## WHAT IS BEING ASKED
Repeat the entries below exactly, pictures excluded.

■ ■ ■

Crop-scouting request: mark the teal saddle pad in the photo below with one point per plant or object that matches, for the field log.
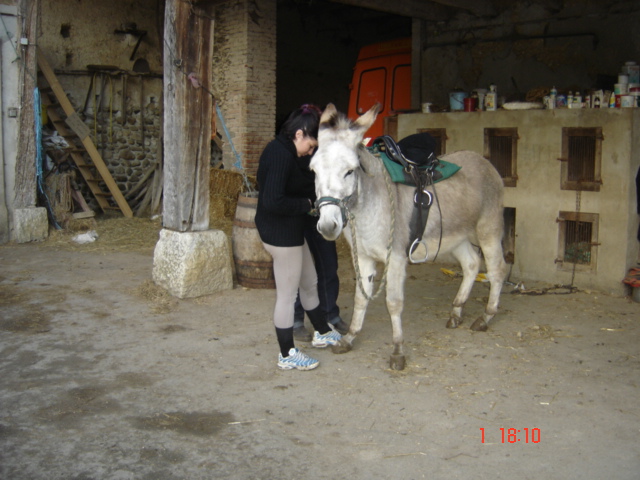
(397, 173)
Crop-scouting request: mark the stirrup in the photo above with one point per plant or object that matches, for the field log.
(418, 252)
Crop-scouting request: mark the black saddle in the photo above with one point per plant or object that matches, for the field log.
(417, 150)
(416, 153)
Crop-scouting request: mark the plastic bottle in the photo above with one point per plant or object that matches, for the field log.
(553, 95)
(491, 99)
(577, 100)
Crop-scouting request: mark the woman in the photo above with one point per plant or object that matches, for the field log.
(283, 207)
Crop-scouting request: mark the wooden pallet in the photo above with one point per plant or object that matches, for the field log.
(95, 173)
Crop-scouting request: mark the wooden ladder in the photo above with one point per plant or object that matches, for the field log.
(95, 173)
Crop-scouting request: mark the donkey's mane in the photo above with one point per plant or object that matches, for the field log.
(371, 164)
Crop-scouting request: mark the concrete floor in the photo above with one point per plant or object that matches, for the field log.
(104, 377)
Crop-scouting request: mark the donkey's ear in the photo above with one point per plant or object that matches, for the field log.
(363, 123)
(329, 115)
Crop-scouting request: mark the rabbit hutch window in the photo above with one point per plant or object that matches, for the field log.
(581, 158)
(501, 148)
(577, 240)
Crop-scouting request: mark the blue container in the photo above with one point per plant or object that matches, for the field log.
(456, 100)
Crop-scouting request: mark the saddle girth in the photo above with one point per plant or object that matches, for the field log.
(421, 170)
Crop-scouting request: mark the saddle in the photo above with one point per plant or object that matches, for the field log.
(416, 154)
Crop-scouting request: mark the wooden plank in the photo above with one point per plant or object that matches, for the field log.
(72, 121)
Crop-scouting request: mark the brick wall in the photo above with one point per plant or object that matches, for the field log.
(244, 67)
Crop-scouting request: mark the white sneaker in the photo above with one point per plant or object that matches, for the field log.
(330, 338)
(298, 360)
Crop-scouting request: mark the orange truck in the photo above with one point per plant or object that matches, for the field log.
(382, 74)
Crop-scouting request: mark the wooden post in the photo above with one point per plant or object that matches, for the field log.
(188, 48)
(25, 182)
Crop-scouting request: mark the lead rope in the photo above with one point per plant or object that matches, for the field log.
(352, 218)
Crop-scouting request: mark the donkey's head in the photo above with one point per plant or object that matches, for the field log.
(336, 166)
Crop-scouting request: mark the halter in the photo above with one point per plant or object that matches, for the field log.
(342, 203)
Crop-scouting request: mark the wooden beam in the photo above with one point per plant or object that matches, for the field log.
(25, 180)
(188, 49)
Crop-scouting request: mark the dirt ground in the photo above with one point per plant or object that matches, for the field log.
(105, 376)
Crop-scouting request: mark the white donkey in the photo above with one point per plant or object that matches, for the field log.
(355, 195)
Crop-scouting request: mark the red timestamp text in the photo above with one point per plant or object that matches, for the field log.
(516, 435)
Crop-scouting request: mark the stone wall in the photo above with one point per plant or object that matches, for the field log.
(245, 77)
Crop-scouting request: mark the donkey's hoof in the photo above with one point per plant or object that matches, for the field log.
(454, 322)
(342, 347)
(397, 362)
(480, 325)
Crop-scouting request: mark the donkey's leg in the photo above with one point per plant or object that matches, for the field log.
(366, 267)
(469, 261)
(396, 275)
(496, 272)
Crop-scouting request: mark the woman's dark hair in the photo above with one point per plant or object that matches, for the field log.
(305, 118)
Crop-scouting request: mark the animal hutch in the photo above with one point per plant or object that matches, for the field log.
(569, 176)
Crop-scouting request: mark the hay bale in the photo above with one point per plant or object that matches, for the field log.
(224, 188)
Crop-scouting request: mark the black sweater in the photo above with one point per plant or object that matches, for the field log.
(285, 191)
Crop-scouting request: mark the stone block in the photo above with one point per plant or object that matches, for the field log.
(192, 264)
(30, 224)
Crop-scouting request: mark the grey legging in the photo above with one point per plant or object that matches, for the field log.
(293, 270)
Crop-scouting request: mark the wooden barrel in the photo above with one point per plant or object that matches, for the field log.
(254, 266)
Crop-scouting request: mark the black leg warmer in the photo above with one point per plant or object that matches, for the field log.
(318, 320)
(285, 340)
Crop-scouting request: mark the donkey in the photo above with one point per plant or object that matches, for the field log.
(355, 195)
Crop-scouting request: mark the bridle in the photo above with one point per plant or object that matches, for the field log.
(348, 215)
(342, 203)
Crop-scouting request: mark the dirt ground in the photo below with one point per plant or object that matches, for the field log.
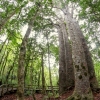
(40, 96)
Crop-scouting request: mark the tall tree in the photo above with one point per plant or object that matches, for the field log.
(82, 84)
(65, 61)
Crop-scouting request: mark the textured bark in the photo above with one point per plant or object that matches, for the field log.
(21, 65)
(48, 49)
(82, 84)
(68, 59)
(91, 71)
(43, 78)
(66, 72)
(62, 65)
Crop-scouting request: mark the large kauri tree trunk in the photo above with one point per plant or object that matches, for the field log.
(91, 71)
(82, 89)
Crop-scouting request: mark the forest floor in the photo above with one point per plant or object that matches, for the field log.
(40, 96)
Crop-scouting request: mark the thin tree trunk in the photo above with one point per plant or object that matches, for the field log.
(3, 44)
(48, 49)
(43, 78)
(62, 64)
(21, 64)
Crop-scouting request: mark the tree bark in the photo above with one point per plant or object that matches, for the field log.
(91, 71)
(66, 71)
(68, 59)
(21, 64)
(62, 64)
(82, 84)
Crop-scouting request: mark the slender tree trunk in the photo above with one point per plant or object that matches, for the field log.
(82, 84)
(43, 78)
(49, 65)
(65, 59)
(21, 64)
(62, 64)
(3, 44)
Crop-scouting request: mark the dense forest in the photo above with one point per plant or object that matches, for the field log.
(50, 47)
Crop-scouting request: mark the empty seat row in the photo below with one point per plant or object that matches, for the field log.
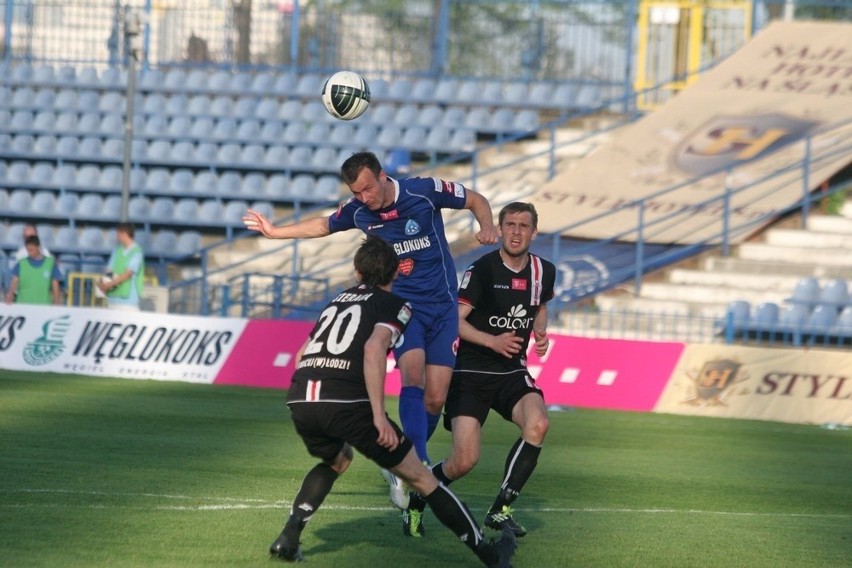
(769, 318)
(41, 130)
(229, 155)
(65, 239)
(277, 187)
(809, 292)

■ ■ ■

## TASK SOLUTION
Crop-scouting request: mark the teal saddle pad in the photo below with one point per plant or object that matches, for the field log.
(397, 173)
Crop-scouting request: mark the stirrup in the photo above with one point per plant or object that matches, for the field log.
(418, 252)
Crop-scouting request: mark the black saddle in the photo above with one point per plant or object that matches, for the field log.
(417, 150)
(416, 153)
Crop-scouting request: mark the plastic bottle in the photo above with one point per plant or object that matches, for the field log.
(553, 95)
(491, 99)
(577, 100)
Crop-scouting request: mark the woman in the photo above with one point per plant or object that matches, for the field log.
(283, 207)
Crop-scouting request: mark the wooden pallet in the photo above with one point per plant or object that matches, for the field log.
(95, 173)
Crop-scouting request: mark the wooden ladder in the photo above with one point per plant or object that matches, for the field log.
(95, 173)
Crop-scouting request: mark the donkey's mane in the photo above with one point per plant or object that matches, for the field log.
(371, 164)
Crop-scouting request: mark the concrete floor in the photo above with one point per plant or object that matches, for the field log.
(104, 377)
Crop-scouting request: mark the donkey's ear in the photo above with one point per plant or object that matches, for the field log.
(363, 123)
(329, 115)
Crop-scouting request: mark the rabbit hutch window in the photo above with one point per plant or object that matches, for the field log.
(581, 158)
(501, 148)
(577, 240)
Crop-scouting request: mark the blue container in the photo above with one point per plant or object that matches, for the field log.
(456, 100)
Crop-scouting request: mark the saddle girth in the photo above with one point per plant or object that matches, for the field log.
(421, 170)
Crop-scouting request: mark the saddle in the photo above with one point per plant or object that matches, for the field log.
(416, 154)
Crop-scouting request: mark the wooden plank in the photo above with one point per plant or object that matches, for the field log.
(72, 121)
Crop-scouting request: mark the brick wall in the photo above with one point per plant or object that matches, for the field log.
(244, 67)
Crop-scouting request: mark the white sneaker in the photo above with one point per plant or object that matches, for the field log.
(330, 338)
(298, 360)
Crop-scouting request: mark the orange truck in the photo above with one point per plant or object that matches, for the field log.
(382, 74)
Crop-scouting request: mark the wooden post in the photo above with one point per plant or object that matches, for the field log.
(188, 48)
(25, 182)
Crop-scouting request: mark the lead rope in the photo above with one point per plant or object that matches, for the field log.
(352, 218)
Crop-scouting request: mark the donkey's head in the photo above with one point per plant or object that matches, for the field log.
(336, 166)
Crop-scouting request: mark the halter in the photo above with one point per plant or object that matches, for the field log.
(342, 203)
Crop-scouting request: mark the wooden beam in the photo above with one point per plant or object that matches, for the field log.
(25, 180)
(188, 49)
Crop-scouting request: mark the dirt ground in the photo above with one point per plant or object that matches, for the field log.
(105, 376)
Crop-scouting request: mark the white donkey in the photo above with one point per plant or object that matches, for the field log.
(355, 195)
Crop-scouting request: mark the red timestamp text in the photo above with one point per plant or object that matches, for the field log.
(516, 435)
Crop-scouting request: mark the stone wall in the photo above with one point per plant or object that matches, for the field log.
(245, 77)
Crop-scouting request: mark the donkey's hoof in the photo above with one point per plant or object that matches, for the field log.
(454, 322)
(342, 347)
(397, 362)
(480, 325)
Crop-scouting request: mark the donkey's leg in the photo above with one point per plant or object that matches, for the field log.
(366, 267)
(469, 261)
(396, 275)
(496, 272)
Crop-scouting request: mark the woman's dark hair in the photo above with one point per plant or object that matches, for the field log.
(305, 118)
Crop-scouting request: mark the animal hutch in the photo above with one point per plant or object that matches, for the field log.
(569, 176)
Crop-scouting request: mark the hay bale in the photo above with one point per plant or object that matches, for the field log.
(224, 188)
Crop-scouting request: mark the black sweater in the photo above with one point per plant or object that matches, for the field log.
(285, 191)
Crop-scouting request: mark the stone block in the photo above with one point per plant or object that matches, for the field log.
(192, 264)
(30, 224)
Crop-scouting request: mark the grey legging in the photo above with one point per plant or object that matches, for the field log.
(293, 270)
Crop-scouting request: mark the wooden barrel in the photo above with one point per plant or object that matches, for the field log.
(254, 266)
Crop-scouting request: mark the black leg warmer in the photo above with one point per plant or object that matches, for the field log.
(318, 320)
(285, 340)
Crop-scouting request: mark the donkey in the photo above with one point per plant or object that matches, for the field log.
(355, 195)
Crop-scouting request: mark the bridle in the photo above with one point per plant or object that matches, for the field log.
(348, 215)
(342, 203)
Crop-scouting request: mark the dirt ground in the photo below with one point per plant or object that matches, for the field log.
(40, 96)
Crop-scouting request: mark the tall tree in the photo above with one point per plant or object that matches, for the field log.
(82, 84)
(65, 61)
Crop-scouting request: mark the textured bark in the photo above with one point per plant or object that matches, for the field log.
(21, 65)
(48, 49)
(82, 84)
(68, 59)
(91, 71)
(43, 78)
(66, 72)
(62, 65)
Crop-scouting request: mark the large kauri tree trunk in the photo above with one point per plant or object that matches, for the field log.
(91, 71)
(82, 89)
Crop-scouting request: mark the forest floor in the photo above with one point per plant or object that matches, for the field log.
(40, 96)
Crop-scouting request: mark the thin tree trunk in the photo above with one point per plant or object that matches, for the field log.
(3, 44)
(48, 49)
(43, 78)
(62, 64)
(21, 64)
Crop-scouting request: mark the tree bark in the photo above with one point per plant or object that matches, for the field log.
(91, 71)
(66, 71)
(68, 59)
(21, 64)
(62, 64)
(82, 84)
Crop-scouting request: mark the slender tree trunk in the photo above with one point per plant or object that matches, for the field log.
(82, 84)
(43, 78)
(49, 65)
(65, 59)
(21, 64)
(62, 64)
(3, 44)
Crop-scouting request: mark the dense forest in the photo above with one point per plant or object that matches, for the field log.
(50, 47)
Crop-scouting request: mark the empty seat row in the photo below with one point per plant or object that matches, for the field log.
(769, 318)
(41, 130)
(229, 155)
(65, 239)
(277, 187)
(809, 292)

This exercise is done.